TASK GOAL – Could the lines from the one with "the gable roof." through the end of the listing be restated exactly, with nothing else included?

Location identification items
..............................

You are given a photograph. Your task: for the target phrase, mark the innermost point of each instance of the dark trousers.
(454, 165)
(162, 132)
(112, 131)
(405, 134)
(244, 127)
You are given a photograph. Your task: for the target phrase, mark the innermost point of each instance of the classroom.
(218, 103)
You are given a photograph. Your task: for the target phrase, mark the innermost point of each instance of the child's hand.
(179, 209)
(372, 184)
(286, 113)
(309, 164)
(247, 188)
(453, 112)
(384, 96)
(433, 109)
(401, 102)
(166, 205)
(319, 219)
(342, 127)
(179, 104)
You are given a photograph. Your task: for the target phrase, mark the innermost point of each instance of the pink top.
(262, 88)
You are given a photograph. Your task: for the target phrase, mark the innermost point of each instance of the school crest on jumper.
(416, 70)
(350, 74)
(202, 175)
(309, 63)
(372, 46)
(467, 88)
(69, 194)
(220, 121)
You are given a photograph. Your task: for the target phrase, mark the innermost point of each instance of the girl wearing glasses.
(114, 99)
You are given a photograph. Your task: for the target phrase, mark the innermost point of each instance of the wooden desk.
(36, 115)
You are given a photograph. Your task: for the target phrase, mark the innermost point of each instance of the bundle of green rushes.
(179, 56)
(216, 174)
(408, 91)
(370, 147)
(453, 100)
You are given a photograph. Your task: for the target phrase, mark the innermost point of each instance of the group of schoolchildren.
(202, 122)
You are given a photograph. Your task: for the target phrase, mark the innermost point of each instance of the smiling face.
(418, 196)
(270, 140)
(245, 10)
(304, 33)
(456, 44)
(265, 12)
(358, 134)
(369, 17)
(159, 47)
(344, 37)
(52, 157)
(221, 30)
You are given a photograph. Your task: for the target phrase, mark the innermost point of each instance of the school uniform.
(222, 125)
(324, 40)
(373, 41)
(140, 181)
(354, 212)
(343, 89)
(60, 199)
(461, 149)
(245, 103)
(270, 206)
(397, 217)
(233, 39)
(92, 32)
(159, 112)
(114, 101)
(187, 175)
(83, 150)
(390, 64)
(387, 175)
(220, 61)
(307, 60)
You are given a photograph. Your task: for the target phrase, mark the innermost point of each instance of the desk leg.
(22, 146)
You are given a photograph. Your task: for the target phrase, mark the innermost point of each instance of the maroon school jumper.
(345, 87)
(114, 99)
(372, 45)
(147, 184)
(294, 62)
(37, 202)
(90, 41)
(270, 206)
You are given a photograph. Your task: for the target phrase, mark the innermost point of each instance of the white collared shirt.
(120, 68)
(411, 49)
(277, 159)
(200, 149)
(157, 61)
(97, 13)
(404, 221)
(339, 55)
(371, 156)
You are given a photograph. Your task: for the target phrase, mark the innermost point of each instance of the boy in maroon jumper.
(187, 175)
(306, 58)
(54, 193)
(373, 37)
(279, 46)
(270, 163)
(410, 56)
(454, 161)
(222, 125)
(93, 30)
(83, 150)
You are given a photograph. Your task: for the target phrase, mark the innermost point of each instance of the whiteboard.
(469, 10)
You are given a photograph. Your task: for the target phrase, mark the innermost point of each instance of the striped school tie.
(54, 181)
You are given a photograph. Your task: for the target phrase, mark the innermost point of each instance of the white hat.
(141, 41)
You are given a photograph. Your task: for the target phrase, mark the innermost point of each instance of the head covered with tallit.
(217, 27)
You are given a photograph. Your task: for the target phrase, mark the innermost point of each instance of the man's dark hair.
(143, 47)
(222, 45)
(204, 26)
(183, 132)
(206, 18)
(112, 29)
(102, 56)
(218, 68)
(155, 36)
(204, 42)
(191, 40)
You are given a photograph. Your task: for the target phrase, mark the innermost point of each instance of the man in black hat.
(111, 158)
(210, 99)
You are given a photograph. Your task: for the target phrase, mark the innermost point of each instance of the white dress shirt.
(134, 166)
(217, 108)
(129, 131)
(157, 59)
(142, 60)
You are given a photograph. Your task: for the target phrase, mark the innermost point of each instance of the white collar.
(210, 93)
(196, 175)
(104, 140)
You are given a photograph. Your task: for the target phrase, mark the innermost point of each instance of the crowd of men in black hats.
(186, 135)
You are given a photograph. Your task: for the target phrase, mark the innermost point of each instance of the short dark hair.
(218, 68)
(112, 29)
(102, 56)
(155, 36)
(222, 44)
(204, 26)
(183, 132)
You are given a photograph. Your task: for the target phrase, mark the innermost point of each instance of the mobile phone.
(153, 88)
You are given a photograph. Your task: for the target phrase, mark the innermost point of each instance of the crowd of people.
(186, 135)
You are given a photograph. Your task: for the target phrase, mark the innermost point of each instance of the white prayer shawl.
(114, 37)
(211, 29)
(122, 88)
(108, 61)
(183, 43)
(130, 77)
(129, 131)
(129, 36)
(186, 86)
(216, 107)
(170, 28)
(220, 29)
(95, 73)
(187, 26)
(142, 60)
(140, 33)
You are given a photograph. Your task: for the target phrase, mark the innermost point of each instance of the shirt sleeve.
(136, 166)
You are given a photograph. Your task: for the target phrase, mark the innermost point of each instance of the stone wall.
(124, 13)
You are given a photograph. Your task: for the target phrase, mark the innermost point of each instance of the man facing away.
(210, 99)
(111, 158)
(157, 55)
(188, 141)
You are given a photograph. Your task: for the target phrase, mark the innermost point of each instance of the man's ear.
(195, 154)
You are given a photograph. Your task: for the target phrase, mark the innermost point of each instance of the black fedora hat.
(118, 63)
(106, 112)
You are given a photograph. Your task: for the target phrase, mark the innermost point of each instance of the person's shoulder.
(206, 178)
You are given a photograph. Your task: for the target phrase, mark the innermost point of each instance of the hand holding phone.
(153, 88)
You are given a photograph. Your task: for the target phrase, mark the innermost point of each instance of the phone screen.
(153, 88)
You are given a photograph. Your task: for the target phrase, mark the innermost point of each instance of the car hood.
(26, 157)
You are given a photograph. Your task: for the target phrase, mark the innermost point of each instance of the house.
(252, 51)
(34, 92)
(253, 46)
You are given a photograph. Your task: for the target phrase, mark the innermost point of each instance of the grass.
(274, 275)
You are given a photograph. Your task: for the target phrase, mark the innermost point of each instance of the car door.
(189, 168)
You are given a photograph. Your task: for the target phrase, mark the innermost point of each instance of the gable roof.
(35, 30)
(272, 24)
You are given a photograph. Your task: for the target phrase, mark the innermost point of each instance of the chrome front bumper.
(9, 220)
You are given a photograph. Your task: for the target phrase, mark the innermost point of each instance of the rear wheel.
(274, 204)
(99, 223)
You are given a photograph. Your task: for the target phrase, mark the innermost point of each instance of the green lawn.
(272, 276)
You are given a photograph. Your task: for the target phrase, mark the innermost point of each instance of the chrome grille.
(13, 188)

..............................

OUTPUT FOR THIS TASK –
You are given a photograph. Your task: for the target phrase, mark the innermost point of each instance of the gable roof.
(35, 30)
(272, 24)
You are given a photograph. Your task: for the target phrase, mark the innermost point of each instance of the chrome front bumper.
(9, 220)
You are given a photograph. Your task: for the target phrase, mark the innermost point of each instance of the rear wheel.
(274, 204)
(99, 223)
You are given a photograph. Your task: for the target phrase, mark the innermost point of each instance of the green lawn.
(272, 276)
You are given a photograph. Your task: for the target phrase, mark the innermost point of each instance of the chrome grille.
(13, 188)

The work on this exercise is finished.